DATA EXTRACT:
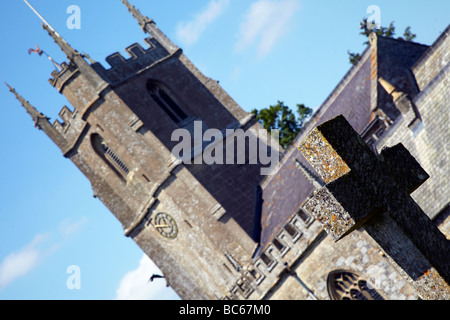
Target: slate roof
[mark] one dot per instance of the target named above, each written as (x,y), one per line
(285,192)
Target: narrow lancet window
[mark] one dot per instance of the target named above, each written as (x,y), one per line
(166,102)
(109,156)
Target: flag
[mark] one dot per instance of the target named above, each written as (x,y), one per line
(37,50)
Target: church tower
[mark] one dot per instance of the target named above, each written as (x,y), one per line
(199,223)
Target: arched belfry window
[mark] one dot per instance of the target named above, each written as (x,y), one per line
(166,101)
(109,156)
(346,285)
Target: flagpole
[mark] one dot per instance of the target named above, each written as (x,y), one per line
(40,17)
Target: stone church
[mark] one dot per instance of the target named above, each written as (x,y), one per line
(226,231)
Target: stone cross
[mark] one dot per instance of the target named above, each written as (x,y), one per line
(373,191)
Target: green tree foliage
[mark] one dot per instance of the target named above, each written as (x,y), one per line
(388,32)
(280,117)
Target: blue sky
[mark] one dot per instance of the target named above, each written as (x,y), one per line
(260,50)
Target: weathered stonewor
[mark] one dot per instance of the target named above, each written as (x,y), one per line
(373,191)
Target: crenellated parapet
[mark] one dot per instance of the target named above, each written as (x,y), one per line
(140,59)
(121,68)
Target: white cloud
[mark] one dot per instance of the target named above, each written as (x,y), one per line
(135,285)
(18,264)
(189,32)
(68,227)
(266,21)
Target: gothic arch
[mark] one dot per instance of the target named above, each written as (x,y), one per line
(166,100)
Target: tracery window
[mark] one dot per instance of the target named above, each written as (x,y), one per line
(166,101)
(346,285)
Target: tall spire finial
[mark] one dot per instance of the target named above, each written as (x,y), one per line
(41,121)
(142,20)
(40,17)
(36,115)
(65,47)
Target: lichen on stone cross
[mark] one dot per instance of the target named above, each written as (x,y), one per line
(362,185)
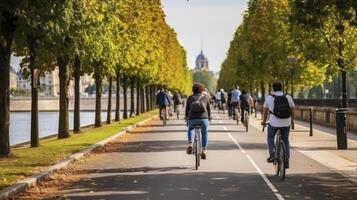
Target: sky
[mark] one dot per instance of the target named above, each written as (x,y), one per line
(212,21)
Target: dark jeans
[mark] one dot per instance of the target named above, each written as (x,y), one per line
(284,136)
(191,130)
(162,107)
(234,106)
(242,113)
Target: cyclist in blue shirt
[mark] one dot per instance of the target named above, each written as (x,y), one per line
(235,99)
(162,100)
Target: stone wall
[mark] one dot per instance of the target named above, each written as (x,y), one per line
(326,116)
(52,104)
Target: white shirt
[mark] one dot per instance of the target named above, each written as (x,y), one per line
(218,96)
(235,95)
(274,121)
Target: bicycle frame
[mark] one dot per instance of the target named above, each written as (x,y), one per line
(279,155)
(246,119)
(197,146)
(163,116)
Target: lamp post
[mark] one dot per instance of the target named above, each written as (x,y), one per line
(292,60)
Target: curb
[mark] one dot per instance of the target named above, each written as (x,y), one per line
(22,185)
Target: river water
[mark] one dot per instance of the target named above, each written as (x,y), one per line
(20,124)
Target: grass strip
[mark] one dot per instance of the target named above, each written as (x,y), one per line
(28,161)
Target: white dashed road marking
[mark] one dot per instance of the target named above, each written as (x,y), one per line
(261,173)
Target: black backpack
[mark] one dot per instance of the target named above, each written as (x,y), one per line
(177,99)
(244,103)
(282,108)
(197,106)
(223,97)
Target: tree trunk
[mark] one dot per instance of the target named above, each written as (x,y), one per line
(132,103)
(153,102)
(77,79)
(138,97)
(109,110)
(98,98)
(7,28)
(63,66)
(142,96)
(341,65)
(147,96)
(125,90)
(117,97)
(32,44)
(262,87)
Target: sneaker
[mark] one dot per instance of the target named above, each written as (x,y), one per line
(270,159)
(203,156)
(189,150)
(286,164)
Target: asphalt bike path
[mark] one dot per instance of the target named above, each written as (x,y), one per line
(154,165)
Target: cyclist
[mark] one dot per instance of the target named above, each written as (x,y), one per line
(177,100)
(198,112)
(229,104)
(224,97)
(162,100)
(280,108)
(245,103)
(235,99)
(218,100)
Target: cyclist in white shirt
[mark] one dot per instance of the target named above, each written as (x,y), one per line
(281,120)
(235,99)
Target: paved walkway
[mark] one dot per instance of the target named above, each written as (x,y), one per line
(151,164)
(322,147)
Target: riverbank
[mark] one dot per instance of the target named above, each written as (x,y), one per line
(51,104)
(28,161)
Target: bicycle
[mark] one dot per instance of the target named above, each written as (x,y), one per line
(177,109)
(279,155)
(236,115)
(197,146)
(163,116)
(246,119)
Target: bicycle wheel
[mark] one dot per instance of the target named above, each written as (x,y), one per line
(236,114)
(164,117)
(246,124)
(282,159)
(178,112)
(246,121)
(197,151)
(277,156)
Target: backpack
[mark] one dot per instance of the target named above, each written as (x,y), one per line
(282,108)
(177,99)
(223,97)
(244,101)
(197,106)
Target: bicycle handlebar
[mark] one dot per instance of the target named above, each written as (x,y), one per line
(265,126)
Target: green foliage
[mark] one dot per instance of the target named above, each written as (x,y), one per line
(31,160)
(308,30)
(206,78)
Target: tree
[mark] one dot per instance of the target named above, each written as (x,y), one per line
(206,78)
(334,24)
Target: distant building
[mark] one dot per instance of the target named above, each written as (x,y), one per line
(13,79)
(49,83)
(23,83)
(201,62)
(86,80)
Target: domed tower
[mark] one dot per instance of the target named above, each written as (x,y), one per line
(201,62)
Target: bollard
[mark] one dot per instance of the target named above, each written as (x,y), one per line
(310,115)
(341,128)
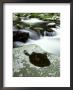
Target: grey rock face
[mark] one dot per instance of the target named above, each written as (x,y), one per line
(22,67)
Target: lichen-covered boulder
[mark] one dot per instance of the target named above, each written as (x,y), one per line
(22,67)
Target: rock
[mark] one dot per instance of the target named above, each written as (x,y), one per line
(51,25)
(20,36)
(32,34)
(39,59)
(50,32)
(22,67)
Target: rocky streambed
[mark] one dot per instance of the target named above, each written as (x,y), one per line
(22,67)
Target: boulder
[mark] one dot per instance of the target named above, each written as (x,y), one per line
(20,36)
(24,67)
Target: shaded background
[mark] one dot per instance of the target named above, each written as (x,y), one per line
(1,40)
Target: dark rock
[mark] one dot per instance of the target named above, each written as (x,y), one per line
(51,25)
(38,59)
(50,32)
(20,36)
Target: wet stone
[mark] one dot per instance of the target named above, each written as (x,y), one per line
(20,36)
(39,59)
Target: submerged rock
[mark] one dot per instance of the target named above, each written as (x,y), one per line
(50,32)
(22,67)
(20,36)
(32,34)
(38,59)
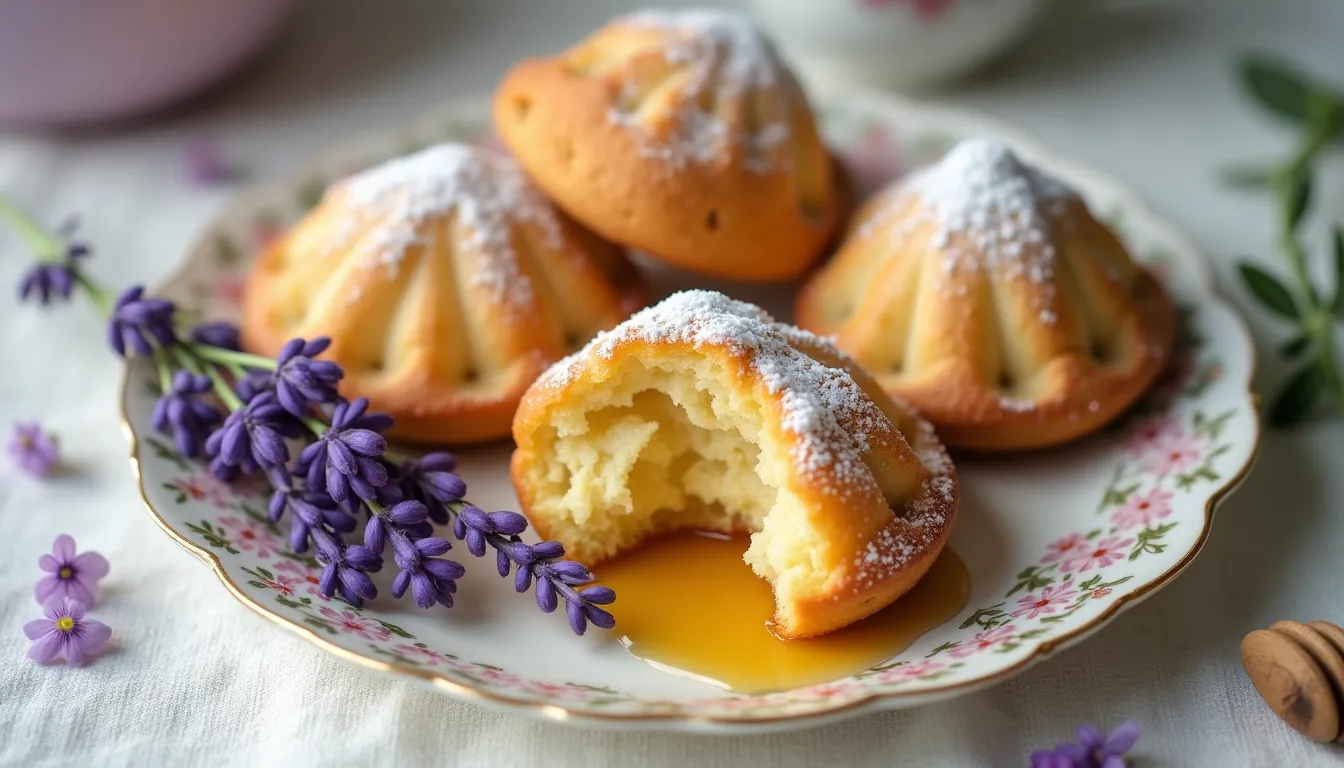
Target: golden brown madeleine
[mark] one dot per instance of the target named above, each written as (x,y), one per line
(446,284)
(704,413)
(680,133)
(987,295)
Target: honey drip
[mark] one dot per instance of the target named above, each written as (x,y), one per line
(690,605)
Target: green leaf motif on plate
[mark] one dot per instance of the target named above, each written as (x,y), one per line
(214,535)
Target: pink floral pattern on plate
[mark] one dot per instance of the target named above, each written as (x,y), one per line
(1137,511)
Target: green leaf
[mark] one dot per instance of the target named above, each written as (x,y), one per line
(1298,198)
(1247,176)
(1277,86)
(1269,291)
(1337,304)
(395,630)
(1296,400)
(1293,349)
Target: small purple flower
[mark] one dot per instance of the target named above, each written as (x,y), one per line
(1092,751)
(347,456)
(34,451)
(47,280)
(136,320)
(300,381)
(429,579)
(180,413)
(69,574)
(346,568)
(65,631)
(558,579)
(473,525)
(223,335)
(309,509)
(432,482)
(253,436)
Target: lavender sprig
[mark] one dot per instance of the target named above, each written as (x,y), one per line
(343,471)
(182,413)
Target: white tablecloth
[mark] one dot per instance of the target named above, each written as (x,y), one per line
(1143,92)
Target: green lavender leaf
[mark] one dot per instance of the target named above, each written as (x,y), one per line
(1298,198)
(1277,86)
(1269,291)
(1294,347)
(1247,176)
(1337,303)
(1296,400)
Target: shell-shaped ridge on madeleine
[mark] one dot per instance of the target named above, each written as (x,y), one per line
(446,283)
(985,292)
(704,413)
(682,133)
(698,85)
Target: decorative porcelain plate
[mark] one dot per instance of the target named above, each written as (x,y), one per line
(1057,542)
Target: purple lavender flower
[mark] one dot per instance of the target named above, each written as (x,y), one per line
(309,510)
(300,381)
(347,568)
(1092,751)
(136,320)
(253,436)
(65,631)
(346,456)
(432,482)
(223,335)
(34,451)
(180,413)
(558,579)
(473,525)
(70,574)
(429,579)
(47,280)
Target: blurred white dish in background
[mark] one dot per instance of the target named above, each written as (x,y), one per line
(66,63)
(909,45)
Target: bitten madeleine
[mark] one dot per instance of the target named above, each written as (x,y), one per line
(446,284)
(985,293)
(680,133)
(704,413)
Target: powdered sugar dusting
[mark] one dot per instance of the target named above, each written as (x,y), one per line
(824,406)
(991,211)
(485,191)
(729,59)
(833,418)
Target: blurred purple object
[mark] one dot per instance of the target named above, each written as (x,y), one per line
(203,163)
(69,62)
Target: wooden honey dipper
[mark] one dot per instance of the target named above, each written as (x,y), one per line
(1298,670)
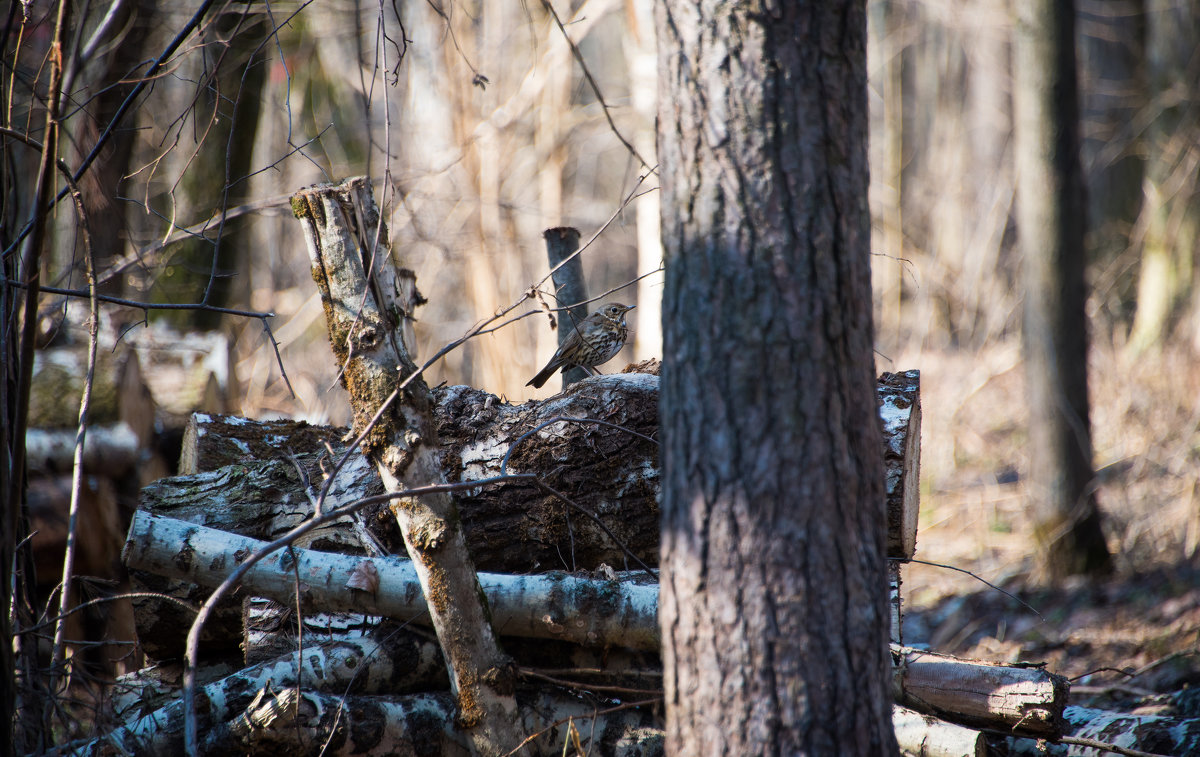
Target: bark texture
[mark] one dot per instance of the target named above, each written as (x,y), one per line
(367,300)
(773,608)
(1051,215)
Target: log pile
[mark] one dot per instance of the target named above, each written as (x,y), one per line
(592,626)
(325,647)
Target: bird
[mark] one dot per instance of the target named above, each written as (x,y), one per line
(592,341)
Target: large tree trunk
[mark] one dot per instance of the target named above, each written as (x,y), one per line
(1051,220)
(773,614)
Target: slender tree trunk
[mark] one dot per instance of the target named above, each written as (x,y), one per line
(1170,222)
(773,595)
(1051,212)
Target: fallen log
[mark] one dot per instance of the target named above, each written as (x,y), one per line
(924,736)
(988,695)
(591,612)
(556,606)
(1156,734)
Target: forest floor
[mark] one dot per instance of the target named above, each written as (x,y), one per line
(1129,641)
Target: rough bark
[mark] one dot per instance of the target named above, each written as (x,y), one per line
(1051,216)
(774,607)
(900,412)
(586,611)
(922,736)
(515,527)
(1021,700)
(1146,733)
(365,312)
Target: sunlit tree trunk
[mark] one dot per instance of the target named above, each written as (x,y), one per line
(1050,223)
(1113,96)
(773,612)
(1171,214)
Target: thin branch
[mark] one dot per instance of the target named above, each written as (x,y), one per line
(1108,746)
(977,577)
(595,88)
(70,552)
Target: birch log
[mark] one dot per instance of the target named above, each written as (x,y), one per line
(1027,701)
(585,611)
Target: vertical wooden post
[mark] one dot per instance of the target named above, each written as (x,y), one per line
(562,242)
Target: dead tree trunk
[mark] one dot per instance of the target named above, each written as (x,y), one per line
(361,290)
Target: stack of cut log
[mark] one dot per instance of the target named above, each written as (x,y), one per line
(564,586)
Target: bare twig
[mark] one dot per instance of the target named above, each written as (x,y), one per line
(70,552)
(595,88)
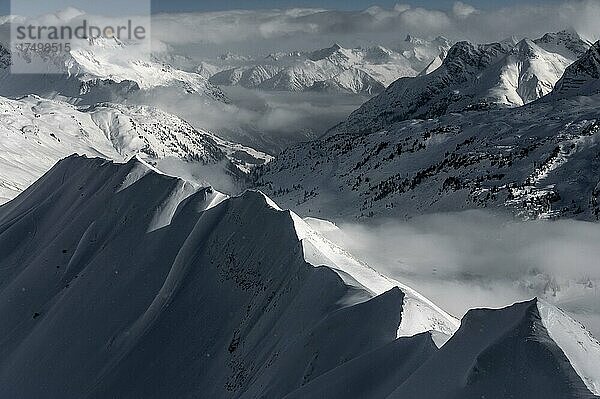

EXERCISE TASK:
Put the data above into a numbered list, from the line containing "Target: stack of cut log" through the end, inclusive. Skip any blank lines and leave the pictures out.

REPLY:
1. Target: stack of cut log
2. [mark] one dot per instance of the target named above, each written as (x,y), one per line
3. (564,586)
4. Target: bare twig
5. [mark] one dot per instance of the target named above, each written as (x,y), one per line
6. (70,552)
7. (595,88)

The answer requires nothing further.